> **WHAT TO DO**
Put every line of the items below into a JSON list of strings, with one string for each line. Leave out blank lines and the pictures.
::::
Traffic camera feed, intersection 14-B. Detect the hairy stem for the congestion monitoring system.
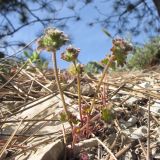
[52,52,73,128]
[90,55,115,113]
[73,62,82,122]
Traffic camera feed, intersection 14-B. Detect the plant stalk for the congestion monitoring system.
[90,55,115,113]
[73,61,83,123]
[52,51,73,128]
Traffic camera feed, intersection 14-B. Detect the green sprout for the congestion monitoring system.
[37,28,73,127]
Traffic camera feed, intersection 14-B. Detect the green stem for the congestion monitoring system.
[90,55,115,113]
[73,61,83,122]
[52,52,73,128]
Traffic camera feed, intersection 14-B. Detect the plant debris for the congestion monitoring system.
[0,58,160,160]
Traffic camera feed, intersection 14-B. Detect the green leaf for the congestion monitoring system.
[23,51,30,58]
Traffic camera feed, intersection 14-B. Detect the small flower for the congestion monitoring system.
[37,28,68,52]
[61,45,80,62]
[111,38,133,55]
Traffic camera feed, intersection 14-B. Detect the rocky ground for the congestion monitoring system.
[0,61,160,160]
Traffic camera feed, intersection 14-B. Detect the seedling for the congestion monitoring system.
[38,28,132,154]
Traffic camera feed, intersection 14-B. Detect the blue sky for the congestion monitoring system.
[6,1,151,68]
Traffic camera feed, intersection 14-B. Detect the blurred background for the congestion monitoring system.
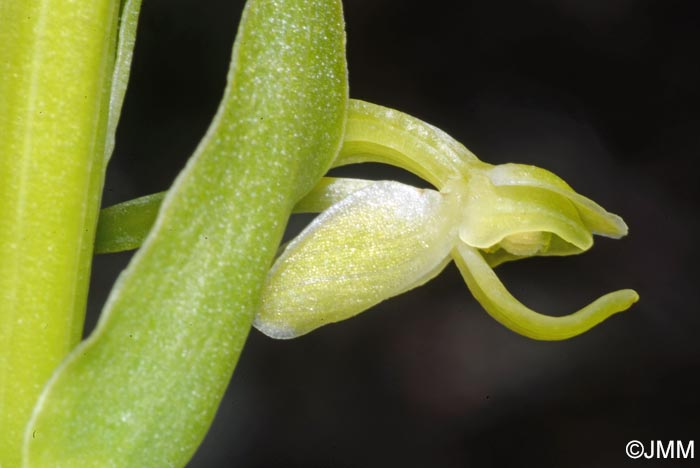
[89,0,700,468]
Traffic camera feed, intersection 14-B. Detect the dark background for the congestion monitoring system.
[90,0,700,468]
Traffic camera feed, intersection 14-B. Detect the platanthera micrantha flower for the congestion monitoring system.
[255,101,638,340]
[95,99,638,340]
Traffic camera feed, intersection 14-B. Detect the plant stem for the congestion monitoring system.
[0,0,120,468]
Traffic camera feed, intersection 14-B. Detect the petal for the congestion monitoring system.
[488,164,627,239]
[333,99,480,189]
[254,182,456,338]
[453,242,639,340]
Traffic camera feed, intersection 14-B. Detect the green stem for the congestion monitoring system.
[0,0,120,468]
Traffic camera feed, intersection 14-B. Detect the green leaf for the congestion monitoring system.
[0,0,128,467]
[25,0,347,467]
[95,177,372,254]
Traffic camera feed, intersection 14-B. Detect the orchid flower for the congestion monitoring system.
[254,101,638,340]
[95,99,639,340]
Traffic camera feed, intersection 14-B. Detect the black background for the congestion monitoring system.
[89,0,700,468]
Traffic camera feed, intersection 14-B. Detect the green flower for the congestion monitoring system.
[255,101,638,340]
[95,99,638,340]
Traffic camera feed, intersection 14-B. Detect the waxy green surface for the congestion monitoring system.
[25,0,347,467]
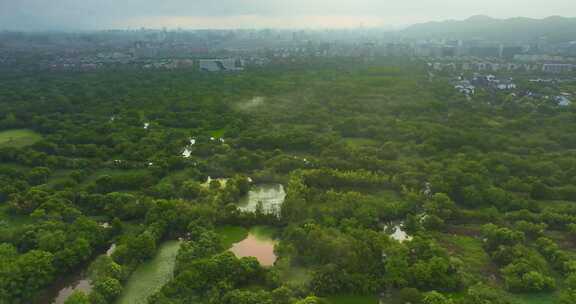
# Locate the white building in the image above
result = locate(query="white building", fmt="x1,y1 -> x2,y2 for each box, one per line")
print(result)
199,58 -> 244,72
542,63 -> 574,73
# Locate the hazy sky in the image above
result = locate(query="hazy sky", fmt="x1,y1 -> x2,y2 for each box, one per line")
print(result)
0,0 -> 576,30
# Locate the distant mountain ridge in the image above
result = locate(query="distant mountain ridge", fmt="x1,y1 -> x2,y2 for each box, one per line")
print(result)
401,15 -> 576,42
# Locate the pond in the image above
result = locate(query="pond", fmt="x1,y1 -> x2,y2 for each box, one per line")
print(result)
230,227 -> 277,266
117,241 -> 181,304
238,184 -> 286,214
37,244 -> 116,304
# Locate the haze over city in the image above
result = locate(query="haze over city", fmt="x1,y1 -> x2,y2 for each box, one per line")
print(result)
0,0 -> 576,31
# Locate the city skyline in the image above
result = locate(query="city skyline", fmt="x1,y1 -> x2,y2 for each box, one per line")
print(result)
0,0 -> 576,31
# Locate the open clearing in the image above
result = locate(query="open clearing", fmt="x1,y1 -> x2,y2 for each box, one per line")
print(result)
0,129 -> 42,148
::::
> **ANSWER FOR THIS EXERCISE**
[
  "Traffic camera feed, intersection 14-B. Detect the hairy stem for the congestion monitoring system.",
  "[52,52,73,128]",
  "[90,55,115,113]",
  "[73,62,82,122]",
  "Traffic camera feed, intersection 14-B. Detect the plant stalk for the congestion monitoring system.",
  "[90,55,115,113]",
  "[73,61,83,123]",
  "[52,51,73,128]",
  "Traffic camera feed, intersection 14-B. Detect the green sprout for the congestion monitoring system.",
  "[37,28,73,127]",
  "Traffic camera feed, intersection 14-B. Detect the green stem for the congestion monitoring system.",
  "[90,55,115,113]",
  "[73,61,83,122]",
  "[52,52,73,128]",
  "Traffic camera feed, intersection 14-B. Detect the plant debris for the congestion monitoring system.",
  "[0,58,160,160]",
  "Traffic camera feed, intersection 14-B. Detect the green leaf for the congestion monitoring system.",
  "[23,51,30,58]",
  "Traffic camera feed, intersection 14-B. Detect the small flower for the congestion monitoring system.",
  "[37,28,68,52]",
  "[61,45,80,62]",
  "[111,38,133,55]",
  "Traffic camera feed, intersection 14-B. Detect the rocky ground for the congestion monitoring system.",
  "[0,61,160,160]",
  "Traffic camera feed, intersection 14-B. Detect the seedling for the congestion monitoring system.",
  "[38,28,132,154]",
  "Traffic camera feed, intersection 14-B. Detect the blue sky for the congestion monitoring system.",
  "[6,1,151,68]",
  "Traffic camera feed, intersection 14-B. Detect the blurred background for the congestion monitoring system.",
  "[89,0,700,468]",
  "Traffic camera feed, intersection 14-B. Detect the dark background for the congestion monitoring system.",
  "[90,0,700,468]",
  "Traffic camera feed, intersection 14-B. Detect the platanthera micrantha flower for the congestion monitoring system.",
  "[255,101,638,340]",
  "[95,99,638,340]",
  "Traffic camera feed, intersection 14-B. Detect the plant stem for the congestion monitoring system.",
  "[0,0,120,468]",
  "Traffic camera feed, intersection 14-B. Detect the petal for the congestion monitoring system.",
  "[488,164,627,239]",
  "[333,99,480,189]",
  "[254,182,456,338]",
  "[453,242,639,340]",
  "Traffic camera feed, intersection 14-B. Detect the green stem for the congestion monitoring system.",
  "[0,0,120,468]",
  "Traffic camera feed, intersection 14-B. Detect the green leaf for the congestion monitoring system.",
  "[0,0,128,467]",
  "[25,0,347,467]",
  "[95,177,372,254]",
  "Traffic camera feed, intersection 14-B. Detect the orchid flower for the congestion monitoring system.",
  "[254,101,638,340]",
  "[95,99,639,340]",
  "Traffic camera feed, intersection 14-B. Detect the black background for the congestion monitoring system.",
  "[89,0,700,468]",
  "Traffic camera feed, intersection 14-B. Detect the green flower for the congestion monitoring system.",
  "[255,101,638,340]",
  "[95,99,638,340]",
  "Traffic camera feed, intersection 14-B. Detect the waxy green surface for the congestion monitoring system.",
  "[25,0,347,467]",
  "# Locate the white building in the image above",
  "result = locate(query=\"white building\", fmt=\"x1,y1 -> x2,y2 for each box, one per line\")",
  "print(result)",
  "199,58 -> 244,72",
  "542,63 -> 574,73",
  "# Locate the hazy sky in the image above",
  "result = locate(query=\"hazy sky\", fmt=\"x1,y1 -> x2,y2 for each box, one per line\")",
  "print(result)",
  "0,0 -> 576,30",
  "# Locate the distant mountain ridge in the image above",
  "result = locate(query=\"distant mountain ridge\", fmt=\"x1,y1 -> x2,y2 for each box, one per line\")",
  "print(result)",
  "401,15 -> 576,42",
  "# Locate the pond in the image above",
  "result = locate(query=\"pond\", fmt=\"x1,y1 -> x2,y2 for each box, one per line\")",
  "print(result)",
  "230,227 -> 277,266",
  "117,241 -> 181,304",
  "238,184 -> 286,214",
  "37,244 -> 116,304",
  "# Locate the haze over city in the image above",
  "result = locate(query=\"haze over city\", fmt=\"x1,y1 -> x2,y2 for each box, one per line\")",
  "print(result)",
  "0,0 -> 576,31",
  "# Locate the city skyline in the image above",
  "result = locate(query=\"city skyline\", fmt=\"x1,y1 -> x2,y2 for each box, one per line\")",
  "print(result)",
  "0,0 -> 576,31",
  "# Locate the open clearing in the image above",
  "result = locate(query=\"open clearing\", fmt=\"x1,y1 -> x2,y2 for each box, one per line\")",
  "print(result)",
  "0,129 -> 42,148"
]